> **TASK PROMPT**: Give the lines of the listing as a Markdown table with the columns "Row" and "Line", starting at the line that contains "For every instance of the snowy" and ending at the line that contains "x=232 y=304", both included. Number each row and leave out any blank lines.

> **DATA EXTRACT**:
--- --- ---

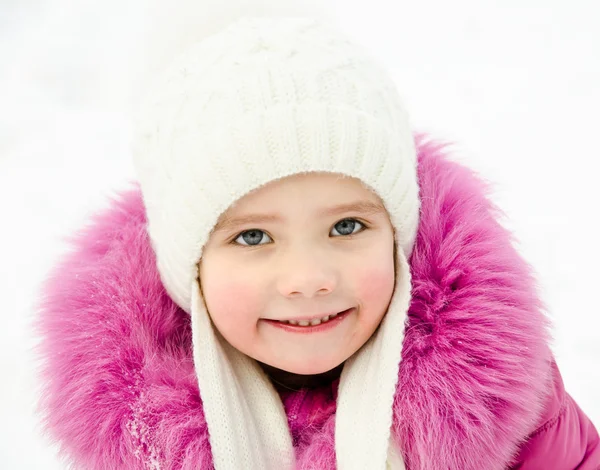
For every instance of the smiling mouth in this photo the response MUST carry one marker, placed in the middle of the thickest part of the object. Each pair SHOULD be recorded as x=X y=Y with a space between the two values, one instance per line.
x=313 y=321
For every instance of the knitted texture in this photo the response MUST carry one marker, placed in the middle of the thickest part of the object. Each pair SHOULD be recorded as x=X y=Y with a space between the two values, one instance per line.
x=119 y=385
x=258 y=101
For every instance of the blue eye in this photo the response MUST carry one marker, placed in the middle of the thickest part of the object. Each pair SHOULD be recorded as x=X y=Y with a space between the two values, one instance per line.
x=254 y=237
x=250 y=237
x=347 y=226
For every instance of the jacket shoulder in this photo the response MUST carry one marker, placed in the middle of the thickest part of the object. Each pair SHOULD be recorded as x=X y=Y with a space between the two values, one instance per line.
x=564 y=437
x=118 y=387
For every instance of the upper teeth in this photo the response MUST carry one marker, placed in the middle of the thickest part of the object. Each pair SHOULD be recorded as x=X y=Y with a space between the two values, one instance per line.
x=315 y=322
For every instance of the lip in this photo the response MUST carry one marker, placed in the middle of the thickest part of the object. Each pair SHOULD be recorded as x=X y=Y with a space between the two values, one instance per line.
x=328 y=325
x=314 y=317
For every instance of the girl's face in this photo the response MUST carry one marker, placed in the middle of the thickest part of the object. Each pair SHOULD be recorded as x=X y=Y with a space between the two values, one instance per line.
x=298 y=250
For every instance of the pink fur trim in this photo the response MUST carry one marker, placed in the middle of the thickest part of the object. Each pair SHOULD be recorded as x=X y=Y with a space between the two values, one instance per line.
x=119 y=387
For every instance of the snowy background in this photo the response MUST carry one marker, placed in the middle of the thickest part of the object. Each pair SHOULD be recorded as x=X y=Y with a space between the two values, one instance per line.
x=514 y=84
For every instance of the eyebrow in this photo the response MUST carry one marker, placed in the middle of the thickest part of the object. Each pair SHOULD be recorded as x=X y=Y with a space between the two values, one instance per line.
x=362 y=207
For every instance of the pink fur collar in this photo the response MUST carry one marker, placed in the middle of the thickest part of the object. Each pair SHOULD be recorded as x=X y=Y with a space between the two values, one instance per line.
x=119 y=384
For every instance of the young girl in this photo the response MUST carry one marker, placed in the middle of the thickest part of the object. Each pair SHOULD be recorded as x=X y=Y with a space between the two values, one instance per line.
x=298 y=282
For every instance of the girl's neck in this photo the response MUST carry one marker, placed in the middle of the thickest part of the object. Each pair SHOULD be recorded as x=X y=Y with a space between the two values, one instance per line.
x=284 y=380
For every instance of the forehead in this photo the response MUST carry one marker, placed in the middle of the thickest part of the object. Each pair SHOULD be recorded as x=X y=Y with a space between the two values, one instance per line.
x=317 y=186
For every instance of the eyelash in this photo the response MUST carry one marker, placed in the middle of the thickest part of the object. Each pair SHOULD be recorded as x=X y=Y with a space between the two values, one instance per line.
x=364 y=227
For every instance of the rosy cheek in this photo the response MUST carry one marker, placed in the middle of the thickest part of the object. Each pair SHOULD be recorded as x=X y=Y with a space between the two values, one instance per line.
x=375 y=286
x=232 y=304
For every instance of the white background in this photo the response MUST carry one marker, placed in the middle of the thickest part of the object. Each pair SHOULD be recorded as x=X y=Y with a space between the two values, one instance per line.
x=515 y=84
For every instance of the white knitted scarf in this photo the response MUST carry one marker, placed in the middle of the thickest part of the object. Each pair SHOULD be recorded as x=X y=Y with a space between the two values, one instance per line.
x=246 y=420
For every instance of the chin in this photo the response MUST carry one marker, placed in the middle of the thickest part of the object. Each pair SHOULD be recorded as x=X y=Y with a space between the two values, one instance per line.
x=309 y=367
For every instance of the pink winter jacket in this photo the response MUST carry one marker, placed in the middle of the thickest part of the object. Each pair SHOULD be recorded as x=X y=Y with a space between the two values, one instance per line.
x=478 y=388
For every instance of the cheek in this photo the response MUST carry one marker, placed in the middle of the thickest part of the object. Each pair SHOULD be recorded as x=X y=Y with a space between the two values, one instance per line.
x=375 y=286
x=232 y=302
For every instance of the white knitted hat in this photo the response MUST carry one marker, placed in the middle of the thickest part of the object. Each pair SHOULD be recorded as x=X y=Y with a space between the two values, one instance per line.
x=260 y=100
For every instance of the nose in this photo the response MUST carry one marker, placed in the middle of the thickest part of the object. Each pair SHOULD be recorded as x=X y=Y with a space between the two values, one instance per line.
x=306 y=273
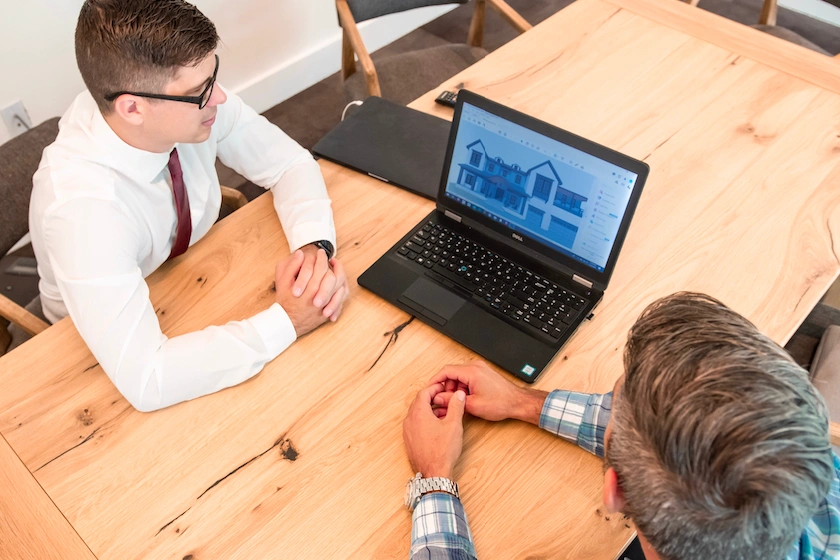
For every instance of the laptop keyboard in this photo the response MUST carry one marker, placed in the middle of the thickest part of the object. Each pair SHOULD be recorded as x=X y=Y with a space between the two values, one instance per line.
x=522 y=297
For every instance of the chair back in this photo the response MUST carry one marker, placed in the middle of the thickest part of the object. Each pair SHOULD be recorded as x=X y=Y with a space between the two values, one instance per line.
x=368 y=9
x=19 y=159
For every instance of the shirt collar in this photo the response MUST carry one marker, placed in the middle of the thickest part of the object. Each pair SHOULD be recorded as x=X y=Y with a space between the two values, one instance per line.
x=134 y=162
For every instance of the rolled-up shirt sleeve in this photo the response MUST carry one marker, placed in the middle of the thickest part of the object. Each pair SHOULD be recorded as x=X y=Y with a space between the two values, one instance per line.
x=439 y=529
x=580 y=418
x=96 y=269
x=267 y=156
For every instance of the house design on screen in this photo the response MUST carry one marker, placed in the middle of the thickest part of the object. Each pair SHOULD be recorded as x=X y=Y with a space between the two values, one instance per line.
x=537 y=195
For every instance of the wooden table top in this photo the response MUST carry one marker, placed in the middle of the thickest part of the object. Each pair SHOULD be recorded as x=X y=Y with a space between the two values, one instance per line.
x=305 y=460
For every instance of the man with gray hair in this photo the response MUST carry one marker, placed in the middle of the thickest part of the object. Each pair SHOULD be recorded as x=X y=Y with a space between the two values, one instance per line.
x=715 y=442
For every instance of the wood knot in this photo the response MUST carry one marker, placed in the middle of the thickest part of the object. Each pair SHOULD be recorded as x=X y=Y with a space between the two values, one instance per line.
x=85 y=417
x=288 y=451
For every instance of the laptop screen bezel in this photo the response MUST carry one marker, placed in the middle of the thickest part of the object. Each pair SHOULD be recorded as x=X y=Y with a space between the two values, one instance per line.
x=561 y=261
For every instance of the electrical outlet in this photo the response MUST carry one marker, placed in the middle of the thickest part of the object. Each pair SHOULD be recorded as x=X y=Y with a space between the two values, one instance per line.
x=16 y=118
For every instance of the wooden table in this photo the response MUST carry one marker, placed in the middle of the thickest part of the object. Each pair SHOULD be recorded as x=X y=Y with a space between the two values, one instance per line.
x=742 y=133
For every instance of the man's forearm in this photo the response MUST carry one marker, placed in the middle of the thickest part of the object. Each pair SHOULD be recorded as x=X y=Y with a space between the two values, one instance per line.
x=529 y=406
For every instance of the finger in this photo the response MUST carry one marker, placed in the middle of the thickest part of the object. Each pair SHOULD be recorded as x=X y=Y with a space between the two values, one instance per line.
x=427 y=394
x=304 y=275
x=287 y=269
x=326 y=290
x=442 y=399
x=455 y=409
x=338 y=270
x=334 y=316
x=334 y=306
x=322 y=266
x=457 y=373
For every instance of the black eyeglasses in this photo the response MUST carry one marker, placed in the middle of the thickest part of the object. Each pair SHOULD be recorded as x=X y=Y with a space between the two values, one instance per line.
x=200 y=100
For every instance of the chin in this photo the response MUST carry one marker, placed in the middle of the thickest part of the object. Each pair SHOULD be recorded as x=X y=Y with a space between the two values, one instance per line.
x=200 y=136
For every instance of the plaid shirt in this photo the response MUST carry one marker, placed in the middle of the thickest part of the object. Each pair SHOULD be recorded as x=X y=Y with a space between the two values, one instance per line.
x=440 y=530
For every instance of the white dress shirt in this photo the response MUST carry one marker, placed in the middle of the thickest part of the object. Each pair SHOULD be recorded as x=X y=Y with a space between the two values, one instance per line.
x=102 y=218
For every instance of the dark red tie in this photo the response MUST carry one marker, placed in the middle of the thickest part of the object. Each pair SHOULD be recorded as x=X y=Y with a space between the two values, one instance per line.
x=182 y=206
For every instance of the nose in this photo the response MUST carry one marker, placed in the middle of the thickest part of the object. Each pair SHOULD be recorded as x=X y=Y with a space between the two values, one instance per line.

--- --- ---

> **TASK SOLUTION**:
| Row | Line |
|---|---|
| 1 | For every instance of the snowy background in this photo the response MUST carry one marker, placed in the middle of the thickest part of the object. Each pair SHOULD be recorded as x=X y=Y with a space between the two values, one instance per line. |
| 2 | x=514 y=84 |
| 3 | For every instance of the eyebrow in this photo the response MUST carry one marker, placed in the middle of the thickest part of the object. Each pair SHOULD be recorded as x=X y=Y with a space between the two values, one instance per line. |
| 4 | x=362 y=207 |
| 5 | For every instance of the pink fur collar in this photo the response MUST carry one marker, placed in the middle of the thickest part of the object. Each pair SHOULD be recorded as x=X y=Y with a space between the two values, one instance per line. |
| 6 | x=119 y=384 |
| 7 | For every instance of the young girl in this photo the response MUST carry one marker, placed in the middle of the thickest part of the object. Each pair SHOULD be recorded as x=X y=Y with a space between the two values, one instance per line. |
| 8 | x=298 y=282 |
| 9 | For every instance of the girl's neck in this photo the response MUST carry one marker, placed in the middle of the thickest part of the object. Each pair SHOULD be recorded as x=X y=Y with a space between the two values, one instance per line. |
| 10 | x=284 y=380 |
| 11 | For every instance of the forehead in this photo the response MUST carry one marker, placed in the middle of the thickest part of the object. Each pair SHOULD be recorded as x=X y=Y with a space between the two values, one instance per line. |
| 12 | x=317 y=186 |
| 13 | For every instance of the eyelash in this photo the response MUST carry one marker, placed in the middle of the thickest part of the object. Each pair SHOULD be recorded as x=X y=Y with a space between the two values, one instance per line. |
| 14 | x=364 y=227 |
| 15 | For every instance of the rosy cheek in this photo the response MUST carry one marker, placed in the middle of the thickest part of the object. Each pair SHOULD be recorded as x=X y=Y with a space between the two values, one instance per line. |
| 16 | x=375 y=286 |
| 17 | x=232 y=304 |